**Short problem:**
Put the stretch from the line containing "Point out the white" through the end of the rows into a Markdown table with two columns, No. and Line, numbering each line from 1 and leaving out blank lines.

Entries from a point annotation set
****

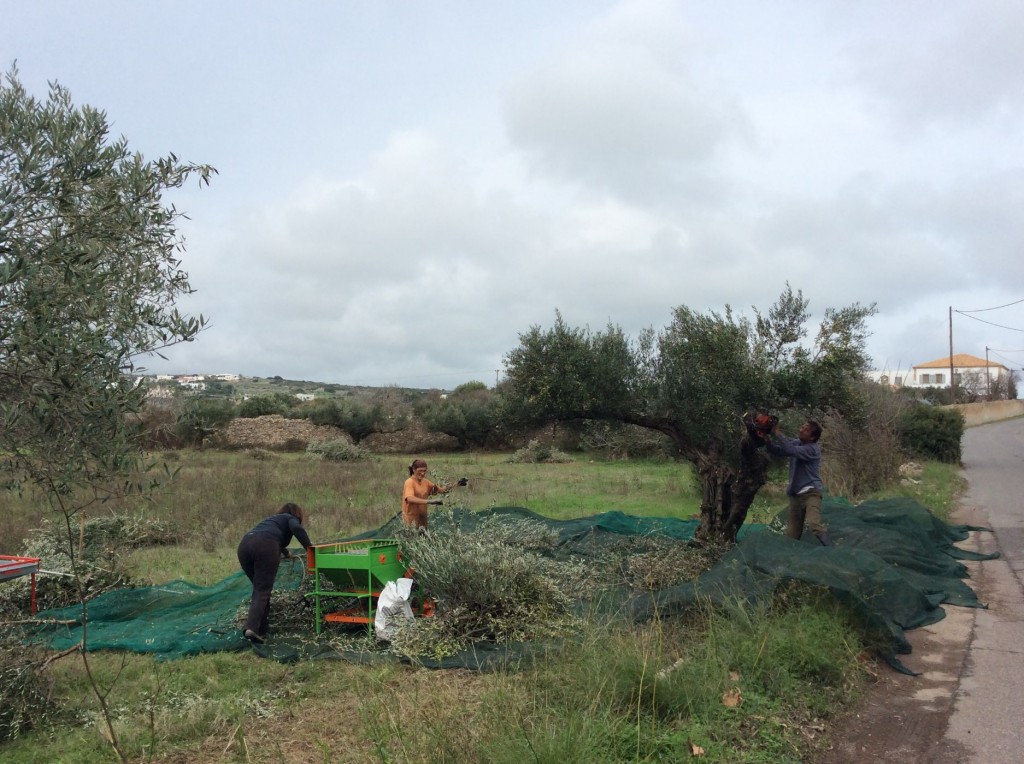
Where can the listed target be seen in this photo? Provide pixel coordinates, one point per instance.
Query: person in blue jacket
(259, 554)
(805, 485)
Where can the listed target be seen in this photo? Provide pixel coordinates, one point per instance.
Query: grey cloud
(956, 62)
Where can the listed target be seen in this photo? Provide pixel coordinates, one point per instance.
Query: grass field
(615, 692)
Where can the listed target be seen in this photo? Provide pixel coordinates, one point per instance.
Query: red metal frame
(12, 567)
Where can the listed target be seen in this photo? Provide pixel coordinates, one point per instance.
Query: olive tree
(697, 381)
(89, 276)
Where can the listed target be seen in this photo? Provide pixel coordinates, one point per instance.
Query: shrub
(339, 450)
(24, 689)
(864, 456)
(930, 432)
(489, 585)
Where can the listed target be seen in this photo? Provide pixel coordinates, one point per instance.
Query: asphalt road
(964, 705)
(987, 724)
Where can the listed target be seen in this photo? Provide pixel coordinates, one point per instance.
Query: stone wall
(275, 433)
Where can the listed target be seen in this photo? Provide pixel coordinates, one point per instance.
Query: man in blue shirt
(805, 485)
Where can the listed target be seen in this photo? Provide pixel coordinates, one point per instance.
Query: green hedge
(931, 432)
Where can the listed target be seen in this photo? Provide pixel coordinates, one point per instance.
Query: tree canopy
(695, 381)
(89, 276)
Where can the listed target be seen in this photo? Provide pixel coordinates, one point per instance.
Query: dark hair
(295, 510)
(815, 429)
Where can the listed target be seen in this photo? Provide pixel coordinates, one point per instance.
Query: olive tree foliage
(695, 381)
(89, 274)
(468, 414)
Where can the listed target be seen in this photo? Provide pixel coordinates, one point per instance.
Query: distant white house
(969, 371)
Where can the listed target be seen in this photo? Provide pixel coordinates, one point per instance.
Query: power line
(991, 324)
(997, 307)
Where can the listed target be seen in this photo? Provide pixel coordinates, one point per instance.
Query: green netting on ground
(894, 563)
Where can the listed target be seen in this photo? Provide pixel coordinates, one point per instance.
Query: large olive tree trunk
(727, 493)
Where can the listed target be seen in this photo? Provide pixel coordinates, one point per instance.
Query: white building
(969, 371)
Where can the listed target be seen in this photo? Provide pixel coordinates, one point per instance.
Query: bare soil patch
(904, 718)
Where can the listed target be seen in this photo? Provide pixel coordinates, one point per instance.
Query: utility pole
(952, 381)
(988, 378)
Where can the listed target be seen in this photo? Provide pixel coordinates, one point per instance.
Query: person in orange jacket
(417, 493)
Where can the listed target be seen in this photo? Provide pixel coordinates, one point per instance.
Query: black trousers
(259, 556)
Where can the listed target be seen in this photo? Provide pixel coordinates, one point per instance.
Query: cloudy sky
(407, 186)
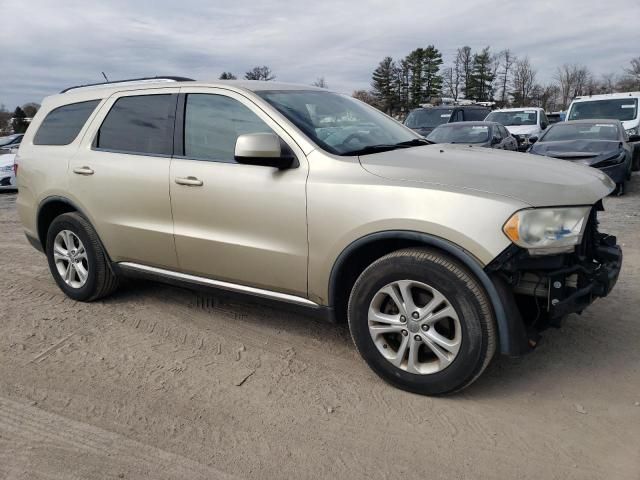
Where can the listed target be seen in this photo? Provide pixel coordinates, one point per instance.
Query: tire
(72, 230)
(423, 267)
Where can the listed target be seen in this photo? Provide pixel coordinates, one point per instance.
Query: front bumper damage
(543, 290)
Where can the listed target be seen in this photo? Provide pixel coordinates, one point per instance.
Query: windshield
(618, 109)
(514, 117)
(337, 123)
(460, 133)
(587, 131)
(428, 117)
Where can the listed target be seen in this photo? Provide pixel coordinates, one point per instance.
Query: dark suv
(424, 120)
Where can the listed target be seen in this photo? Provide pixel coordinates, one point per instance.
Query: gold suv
(437, 255)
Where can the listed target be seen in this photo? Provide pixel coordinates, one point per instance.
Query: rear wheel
(77, 260)
(422, 322)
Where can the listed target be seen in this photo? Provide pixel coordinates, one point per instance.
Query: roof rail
(165, 78)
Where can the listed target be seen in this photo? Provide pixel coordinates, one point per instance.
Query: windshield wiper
(386, 147)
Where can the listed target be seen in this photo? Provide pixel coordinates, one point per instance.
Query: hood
(530, 179)
(522, 129)
(588, 152)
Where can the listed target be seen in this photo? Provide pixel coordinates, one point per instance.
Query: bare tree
(504, 75)
(524, 78)
(451, 78)
(260, 73)
(632, 75)
(320, 82)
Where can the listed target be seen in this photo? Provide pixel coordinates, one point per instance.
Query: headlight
(545, 231)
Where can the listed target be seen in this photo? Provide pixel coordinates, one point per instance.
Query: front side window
(212, 125)
(617, 109)
(514, 118)
(139, 124)
(337, 123)
(62, 125)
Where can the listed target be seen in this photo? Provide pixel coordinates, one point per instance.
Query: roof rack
(163, 78)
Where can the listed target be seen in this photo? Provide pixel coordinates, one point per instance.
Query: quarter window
(212, 125)
(62, 125)
(139, 124)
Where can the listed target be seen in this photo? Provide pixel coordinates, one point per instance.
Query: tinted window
(213, 123)
(428, 117)
(619, 109)
(514, 117)
(475, 114)
(62, 125)
(460, 132)
(579, 131)
(140, 124)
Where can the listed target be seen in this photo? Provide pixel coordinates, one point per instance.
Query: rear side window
(139, 124)
(62, 125)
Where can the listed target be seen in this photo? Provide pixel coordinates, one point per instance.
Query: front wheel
(422, 322)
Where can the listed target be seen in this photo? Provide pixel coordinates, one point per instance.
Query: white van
(618, 106)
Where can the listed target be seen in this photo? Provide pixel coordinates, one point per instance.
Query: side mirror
(264, 149)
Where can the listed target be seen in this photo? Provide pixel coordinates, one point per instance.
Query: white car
(616, 106)
(522, 123)
(7, 173)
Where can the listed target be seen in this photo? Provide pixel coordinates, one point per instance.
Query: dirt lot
(162, 382)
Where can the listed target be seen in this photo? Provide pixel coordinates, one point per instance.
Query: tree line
(421, 77)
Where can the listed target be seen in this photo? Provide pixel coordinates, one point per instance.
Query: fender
(512, 336)
(57, 198)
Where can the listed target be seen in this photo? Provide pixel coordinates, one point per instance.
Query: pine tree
(481, 77)
(431, 77)
(384, 84)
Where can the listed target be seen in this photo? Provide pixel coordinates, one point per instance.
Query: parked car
(602, 144)
(307, 197)
(424, 120)
(479, 134)
(522, 123)
(7, 172)
(614, 106)
(555, 117)
(10, 142)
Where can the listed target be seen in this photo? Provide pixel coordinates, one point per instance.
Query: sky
(47, 45)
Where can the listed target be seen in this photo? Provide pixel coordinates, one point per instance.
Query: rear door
(120, 176)
(244, 224)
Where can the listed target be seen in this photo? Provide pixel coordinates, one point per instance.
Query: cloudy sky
(50, 44)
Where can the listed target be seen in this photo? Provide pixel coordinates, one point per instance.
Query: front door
(244, 224)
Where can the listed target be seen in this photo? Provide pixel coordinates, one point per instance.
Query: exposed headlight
(545, 231)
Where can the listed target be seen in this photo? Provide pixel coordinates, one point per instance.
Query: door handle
(189, 181)
(83, 170)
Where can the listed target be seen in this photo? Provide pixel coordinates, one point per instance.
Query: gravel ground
(162, 382)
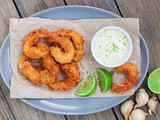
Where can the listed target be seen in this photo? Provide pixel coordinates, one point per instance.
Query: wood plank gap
(8, 103)
(118, 8)
(65, 117)
(17, 9)
(65, 2)
(115, 114)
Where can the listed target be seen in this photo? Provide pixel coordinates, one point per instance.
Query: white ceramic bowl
(129, 41)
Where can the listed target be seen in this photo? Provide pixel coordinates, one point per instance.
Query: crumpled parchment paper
(21, 87)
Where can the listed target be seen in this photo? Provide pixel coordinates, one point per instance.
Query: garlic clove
(141, 98)
(138, 114)
(126, 108)
(152, 104)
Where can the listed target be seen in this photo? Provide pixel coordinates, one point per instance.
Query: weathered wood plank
(5, 112)
(7, 10)
(105, 4)
(105, 115)
(29, 7)
(149, 24)
(20, 110)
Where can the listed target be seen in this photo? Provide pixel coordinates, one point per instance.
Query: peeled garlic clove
(152, 104)
(138, 114)
(126, 108)
(141, 98)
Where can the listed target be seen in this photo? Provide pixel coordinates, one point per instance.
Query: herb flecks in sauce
(111, 46)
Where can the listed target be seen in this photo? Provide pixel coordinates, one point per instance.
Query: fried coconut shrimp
(77, 40)
(39, 76)
(72, 80)
(62, 49)
(34, 49)
(130, 82)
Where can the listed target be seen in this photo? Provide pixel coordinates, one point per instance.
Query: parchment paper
(19, 28)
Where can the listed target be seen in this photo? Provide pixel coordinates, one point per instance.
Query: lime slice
(154, 81)
(88, 88)
(105, 79)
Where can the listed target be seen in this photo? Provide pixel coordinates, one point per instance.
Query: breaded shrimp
(62, 49)
(130, 82)
(72, 80)
(77, 40)
(32, 48)
(36, 75)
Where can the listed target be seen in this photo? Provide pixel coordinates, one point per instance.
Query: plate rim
(75, 113)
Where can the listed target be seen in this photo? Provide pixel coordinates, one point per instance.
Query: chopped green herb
(87, 71)
(124, 37)
(81, 79)
(124, 43)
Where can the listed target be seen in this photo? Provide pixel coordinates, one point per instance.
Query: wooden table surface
(147, 10)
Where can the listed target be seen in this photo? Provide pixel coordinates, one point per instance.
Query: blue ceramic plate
(72, 106)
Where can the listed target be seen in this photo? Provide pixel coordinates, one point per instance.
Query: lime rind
(105, 80)
(154, 81)
(81, 90)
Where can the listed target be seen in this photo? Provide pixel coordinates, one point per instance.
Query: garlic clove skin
(141, 98)
(152, 104)
(138, 114)
(126, 108)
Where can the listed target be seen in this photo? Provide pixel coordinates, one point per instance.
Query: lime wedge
(154, 81)
(105, 79)
(88, 88)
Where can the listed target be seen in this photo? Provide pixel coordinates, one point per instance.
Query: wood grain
(105, 115)
(7, 10)
(148, 12)
(105, 4)
(29, 7)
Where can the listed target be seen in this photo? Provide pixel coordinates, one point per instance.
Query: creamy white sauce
(111, 47)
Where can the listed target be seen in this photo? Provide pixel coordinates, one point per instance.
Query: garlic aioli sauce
(111, 47)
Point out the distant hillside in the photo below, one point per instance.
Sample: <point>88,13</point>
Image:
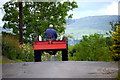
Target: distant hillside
<point>90,25</point>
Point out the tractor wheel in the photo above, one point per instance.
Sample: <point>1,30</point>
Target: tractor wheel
<point>64,55</point>
<point>37,55</point>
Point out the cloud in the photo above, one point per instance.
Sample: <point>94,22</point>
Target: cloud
<point>111,9</point>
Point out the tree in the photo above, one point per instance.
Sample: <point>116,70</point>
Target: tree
<point>115,48</point>
<point>92,48</point>
<point>36,17</point>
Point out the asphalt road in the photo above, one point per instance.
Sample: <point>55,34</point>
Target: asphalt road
<point>60,69</point>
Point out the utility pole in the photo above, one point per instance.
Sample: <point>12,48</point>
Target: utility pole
<point>20,23</point>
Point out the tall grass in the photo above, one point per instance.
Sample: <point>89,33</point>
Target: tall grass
<point>14,51</point>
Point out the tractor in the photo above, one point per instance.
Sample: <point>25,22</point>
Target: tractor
<point>51,46</point>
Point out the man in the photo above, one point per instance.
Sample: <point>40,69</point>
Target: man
<point>51,33</point>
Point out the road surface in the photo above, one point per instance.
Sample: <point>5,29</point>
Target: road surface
<point>60,69</point>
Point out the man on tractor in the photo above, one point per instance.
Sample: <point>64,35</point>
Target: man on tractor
<point>51,33</point>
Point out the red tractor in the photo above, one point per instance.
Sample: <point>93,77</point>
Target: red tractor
<point>51,47</point>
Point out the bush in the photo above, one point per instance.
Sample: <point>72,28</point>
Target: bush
<point>14,51</point>
<point>92,48</point>
<point>26,53</point>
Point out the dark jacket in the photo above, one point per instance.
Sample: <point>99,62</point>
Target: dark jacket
<point>51,32</point>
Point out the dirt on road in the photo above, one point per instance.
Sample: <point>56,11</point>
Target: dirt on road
<point>60,69</point>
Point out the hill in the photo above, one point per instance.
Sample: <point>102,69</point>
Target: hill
<point>90,25</point>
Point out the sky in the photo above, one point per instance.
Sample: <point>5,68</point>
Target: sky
<point>85,8</point>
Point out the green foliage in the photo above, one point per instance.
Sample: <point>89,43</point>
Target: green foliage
<point>12,50</point>
<point>26,53</point>
<point>36,17</point>
<point>115,48</point>
<point>92,48</point>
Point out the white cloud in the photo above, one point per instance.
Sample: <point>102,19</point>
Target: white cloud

****

**Exercise output:**
| No. | Line |
|---|---|
| 1 | Point out the white cloud in the photo above, one point per instance. |
| 2 | Sample: <point>102,19</point> |
| 3 | Target: white cloud |